Stated task 1:
Answer these from the passage on kindness:
(a) According to the passage, when does kind show up?
(b) Whom does the writer name as included in the next generation?
(c) What can saying the right thing the wrong way leave?

Document passage:
--------

Real Love Is Intentional
Let me be clear: being kind isn't the same as being nice. Kindness costs something. It requires intention, awareness, and humility. Nice is easy. Nice is surface. Nice shows up for appearances. Kind shows up when no one is looking. Kind notices the one standing alone and walks toward them. Kind opens up, even when it’s inconvenient or uncomfortable.
We are not called to be “friendly women” in a superficial sense. We are called to be Christlike, to love as He loves. That means we don’t overlook people because they’re quiet. We don’t withdraw our welcome once someone becomes regular. We don’t treat people as projects or as competition. We treat them as children of God, image-bearers, souls worth knowing, not judging.
Be Careful: People Remember How You Made Them Feel
I’ve been reflecting on this experience and others like it, and I felt prompted to say something, not because I’m angry, though I felt that anger rise, but because I believe change starts with awareness, and I care too much about the body of Christ, about women, about the next generation (my daughter included), to stay silent.
So let this be a gentle but honest reminder to all of us:
Watch your facial expressions. You may think your internal thoughts are hidden, but your face often says more than your words ever will.
Watch your tone. You can say the right thing the wrong way and leave a lasting wound.

--------

Supplied records:
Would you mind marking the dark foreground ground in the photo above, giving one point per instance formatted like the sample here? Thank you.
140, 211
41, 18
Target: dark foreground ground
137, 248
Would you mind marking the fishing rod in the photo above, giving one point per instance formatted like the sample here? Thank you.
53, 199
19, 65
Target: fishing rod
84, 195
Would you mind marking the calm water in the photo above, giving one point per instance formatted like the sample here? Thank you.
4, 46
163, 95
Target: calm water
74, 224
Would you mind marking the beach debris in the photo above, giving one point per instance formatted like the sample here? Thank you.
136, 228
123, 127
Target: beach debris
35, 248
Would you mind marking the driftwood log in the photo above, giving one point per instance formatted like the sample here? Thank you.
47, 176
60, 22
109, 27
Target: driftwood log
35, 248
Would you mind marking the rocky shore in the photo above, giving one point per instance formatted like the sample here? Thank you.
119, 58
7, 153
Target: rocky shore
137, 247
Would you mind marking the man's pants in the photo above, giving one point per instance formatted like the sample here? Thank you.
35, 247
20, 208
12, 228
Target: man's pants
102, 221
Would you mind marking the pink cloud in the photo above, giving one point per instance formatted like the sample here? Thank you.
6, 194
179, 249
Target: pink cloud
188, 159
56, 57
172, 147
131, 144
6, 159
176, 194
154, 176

--------

Stated task 2: Rewrite the entries from the line containing "Would you mind marking the driftwood" through the last line of the entries, requests included. Multiply each point coordinate in the answers by 0.45 and round to whole numbers with halves rounded up. Leave the requests and their sample points unchanged.

Expected answer 1:
(a) When no one is looking.
(b) The writer's daughter.
(c) A lasting wound.

Expected answer 2:
Would you mind marking the driftwood log in the photo above, giving one point per instance formatted like the sample here? Thank you.
47, 176
60, 22
109, 27
Target: driftwood log
16, 112
Would you mind marking the rocky shore in the photo above, giving one point per instance formatted like the sample here? Thank you.
119, 58
7, 153
Target: rocky shore
62, 111
Would you mind marking the man's pants in the photo above, giving one point per instance formatted like the sample here? Thank you.
35, 247
20, 208
12, 228
Target: man's pants
46, 99
Would you mind marking the pink cloud in the photo above, giving one point per instance formatted like the sample here? Thank you.
6, 194
179, 249
Target: pink cloud
85, 72
25, 26
77, 66
59, 65
3, 72
79, 87
69, 79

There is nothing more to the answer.